— Start EXTRACTED INFORMATION —
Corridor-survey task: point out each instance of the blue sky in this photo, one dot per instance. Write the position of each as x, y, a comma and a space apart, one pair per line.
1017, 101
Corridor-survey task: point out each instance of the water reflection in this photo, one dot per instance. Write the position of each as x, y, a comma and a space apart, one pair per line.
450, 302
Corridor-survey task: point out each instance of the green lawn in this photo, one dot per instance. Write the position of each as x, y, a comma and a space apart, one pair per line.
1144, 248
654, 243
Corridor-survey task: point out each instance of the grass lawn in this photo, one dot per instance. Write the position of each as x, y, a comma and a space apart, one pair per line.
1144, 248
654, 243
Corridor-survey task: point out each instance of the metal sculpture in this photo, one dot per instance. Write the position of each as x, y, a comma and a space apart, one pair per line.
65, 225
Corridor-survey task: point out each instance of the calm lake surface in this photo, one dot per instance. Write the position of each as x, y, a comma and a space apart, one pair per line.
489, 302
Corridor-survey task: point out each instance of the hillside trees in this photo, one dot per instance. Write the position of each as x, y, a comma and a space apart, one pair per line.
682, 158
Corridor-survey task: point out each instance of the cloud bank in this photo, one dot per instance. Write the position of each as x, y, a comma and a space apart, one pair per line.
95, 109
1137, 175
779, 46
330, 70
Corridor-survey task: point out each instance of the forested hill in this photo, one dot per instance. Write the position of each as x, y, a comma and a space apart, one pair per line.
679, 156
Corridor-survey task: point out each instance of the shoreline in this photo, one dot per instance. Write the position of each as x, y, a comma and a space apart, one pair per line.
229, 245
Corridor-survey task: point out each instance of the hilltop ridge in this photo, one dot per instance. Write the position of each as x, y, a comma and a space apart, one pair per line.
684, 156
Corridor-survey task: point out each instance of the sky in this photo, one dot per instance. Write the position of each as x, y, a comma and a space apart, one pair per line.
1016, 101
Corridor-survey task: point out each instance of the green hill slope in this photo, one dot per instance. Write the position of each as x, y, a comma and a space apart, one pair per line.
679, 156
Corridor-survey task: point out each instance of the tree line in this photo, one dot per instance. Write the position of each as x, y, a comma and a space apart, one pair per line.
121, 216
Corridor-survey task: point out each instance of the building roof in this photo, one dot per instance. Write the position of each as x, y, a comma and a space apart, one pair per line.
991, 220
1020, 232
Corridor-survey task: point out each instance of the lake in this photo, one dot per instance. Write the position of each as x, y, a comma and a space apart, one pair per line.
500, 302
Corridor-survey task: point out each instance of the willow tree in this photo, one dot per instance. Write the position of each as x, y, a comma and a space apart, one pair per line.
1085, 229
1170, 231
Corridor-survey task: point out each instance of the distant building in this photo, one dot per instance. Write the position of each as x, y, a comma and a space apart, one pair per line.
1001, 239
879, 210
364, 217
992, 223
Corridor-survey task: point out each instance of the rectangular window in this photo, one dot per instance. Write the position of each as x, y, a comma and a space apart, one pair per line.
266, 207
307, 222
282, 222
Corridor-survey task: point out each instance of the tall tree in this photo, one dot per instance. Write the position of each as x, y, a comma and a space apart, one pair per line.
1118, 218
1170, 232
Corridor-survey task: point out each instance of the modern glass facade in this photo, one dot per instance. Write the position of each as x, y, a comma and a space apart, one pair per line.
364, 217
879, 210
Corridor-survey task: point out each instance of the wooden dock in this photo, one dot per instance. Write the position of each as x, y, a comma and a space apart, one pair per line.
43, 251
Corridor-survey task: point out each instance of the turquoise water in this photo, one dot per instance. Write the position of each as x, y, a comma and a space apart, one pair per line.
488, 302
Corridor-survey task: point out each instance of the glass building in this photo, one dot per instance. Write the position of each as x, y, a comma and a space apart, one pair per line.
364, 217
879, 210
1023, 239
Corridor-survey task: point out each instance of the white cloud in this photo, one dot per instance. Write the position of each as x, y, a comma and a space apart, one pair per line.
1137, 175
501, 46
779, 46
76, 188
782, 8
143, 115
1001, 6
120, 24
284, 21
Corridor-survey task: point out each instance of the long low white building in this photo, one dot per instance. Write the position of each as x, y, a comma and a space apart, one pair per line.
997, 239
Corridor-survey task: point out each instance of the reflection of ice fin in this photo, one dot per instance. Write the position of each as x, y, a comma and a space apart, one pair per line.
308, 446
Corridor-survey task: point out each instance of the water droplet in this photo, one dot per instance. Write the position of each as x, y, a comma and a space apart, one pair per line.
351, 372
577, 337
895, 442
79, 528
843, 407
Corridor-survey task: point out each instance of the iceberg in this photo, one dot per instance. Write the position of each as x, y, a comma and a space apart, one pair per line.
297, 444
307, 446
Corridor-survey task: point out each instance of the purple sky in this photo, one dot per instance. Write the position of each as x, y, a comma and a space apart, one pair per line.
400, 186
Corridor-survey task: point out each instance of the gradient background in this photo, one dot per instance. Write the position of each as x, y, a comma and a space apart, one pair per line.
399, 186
— End EXTRACTED INFORMATION —
# GIVEN INSTRUCTION
Your task is to extract all of the records exactly.

# SOLUTION FOR THIS PROBLEM
Corridor-survey task: point out each instance of the blue sky in this photo, one dot per instance. Write the position of each as x, y, a comma and a space apart, one pair per line.
1017, 101
Corridor-survey task: point out each instance of the water reflection in this photo, one dot per instance. Write the position of each as x, y, a comma and a space apart, one pair per line.
450, 302
Corridor-survey task: point out each instance of the green lawn in this photo, one dot per instance. Write the position of each as x, y, a comma and a space apart, one pair per line.
1144, 248
654, 243
Corridor-survey task: point out each instance of the grass lawn in this photo, one dot per instance. Write the position of each as x, y, a comma and a space apart, one pair per line.
1144, 248
654, 243
Corridor-survey task: point out each instance of the metal sculpture in this photo, one dot per instance. Write the position of each as x, y, a comma and a space apart, one pair per line.
65, 225
Corridor-survey task: point out each instance of the calm lake surface in this photo, one dot per instance. Write the position of each as x, y, a comma and a space apart, one pair per line.
489, 302
Corridor-survey task: point out each instance of the hillside trees in this photo, one dot per instance. Write the position of each as x, y, a comma and a space apart, one pair per line.
682, 158
Corridor-survey task: point out each instance of the cloud bank in this photo, one dot per instance. Write the position of each as x, y, a comma and a space apart, one pair per line.
95, 109
1137, 175
779, 46
330, 70
Corridor-survey task: point out each instance of the forested hill in this photo, one dot per instance. Write the position of each as x, y, a comma and a space apart, one pair per line.
679, 156
Corridor-survey task: point out each instance of the shoreline in this photo, one dot per instance. Write the position of each as x, y, a comma and a space apart, one pair per line.
229, 245
Corridor-survey task: point out each instance of the hilltop ridge in this photo, one dot per instance. Write the position of each as x, y, a comma and a space apart, one pair per line.
684, 156
Corridor-survey task: point out each instance of the sky in this photo, one dot per instance. Write the position of each as x, y, a comma and a space apart, one pair per line.
1016, 101
Corridor-survey task: point out each instance of the green hill slope in this photo, one dot per instance. Write the position of each as x, y, a comma and a space apart, one pair per line.
679, 156
Corridor-survey task: point out each instance of the tree line in this photo, one dot per instance. Write the position of each as x, y, a comma and a space apart, one pair per line.
121, 216
Corridor-survey task: point out each instance of the building roof in this photo, one dot per instance. Write the position of each as x, y, a comma and a space apart, one pair per line.
991, 220
1020, 232
Corridor-survey task: point out each instance of the lake in this photo, one dot per instance. Write the position of each as x, y, a comma and a space apart, one pair per line.
500, 302
Corridor-survey task: point out each instance of the willow tree in this photo, one dot per instance. Write the position of each as x, y, a comma and a space apart, one pair per line.
1085, 229
1170, 231
Corridor-survey task: point out each instance of the distant building in this photo, one dot per instance. Write the position of each as x, y, a comma and a space apart, one pair per line.
1001, 239
879, 210
364, 217
992, 223
Corridor-survey task: point out each instance of the rectangular window in this photo, one dot per instance. Write the position of each as x, y, a comma and a space apart, one pair per line.
266, 207
307, 222
282, 222
Corridor-survey task: point out each instance of the tall tree in this photo, one dot per instance. Write the position of each as x, y, a comma and a space apart, one pair per line.
1118, 218
1170, 232
Corridor-survey task: point out each instance of the modern glass facade in this photo, one dot per instance. Write the position of each as x, y, a comma and a space apart, one pair per line.
364, 217
879, 210
Corridor-survey task: point out each instance of the wooden dock in this photo, one dot per instance. Write the position of each as x, y, a comma and a space apart, one pair per line.
43, 251
Corridor-survey task: point out each instance of the turquoise water in this photo, one dot per instance. Write the position of each as x, y, a comma and a space apart, one pair per line.
488, 302
Corridor-survey task: point out each instance of the glass building in this photo, one dot per instance. Write the position of each as x, y, a comma and a space apart, one pair per line.
364, 217
879, 210
1023, 239
Corridor-survey task: point out each instance of the white cloud in this photo, one dot per instance. Write the position of each as x, y, a comma and a space apart, one pair per line.
1137, 175
501, 46
779, 46
76, 188
782, 8
143, 115
1001, 6
120, 24
284, 21
Corridor-survey task: point out each instance of the long low white building in this photo, one dot per instance. Write the position of each as x, y, a comma and a space apart, one pair per line.
997, 239
Corridor-survey task: point out each instance of the reflection of ice fin in this photo, one dot per instance. Write the position of each as x, y, a comma and a space apart, one pair per line.
308, 446
Corridor-survey task: point out each instance of the water droplet in this photo, one dot per instance. Write the position of each as x, y, a comma and a space apart, one pair per line.
351, 372
577, 337
895, 442
79, 528
843, 407
Corridor-survey task: point out each instance of the iceberg in this photo, one dot per instance. Write the position of each as x, y, a comma and a space apart, one pair per line.
297, 444
307, 446
Corridor-survey task: point out each instance of the purple sky in this photo, one dot per instance. Write the position of each as x, y, a comma and a space apart, one pair per line.
400, 186
Corridor-survey task: point out each instance of the gradient background in this photo, one dot per instance. Write the position of each as x, y, a comma and a space apart, one pair per line.
399, 186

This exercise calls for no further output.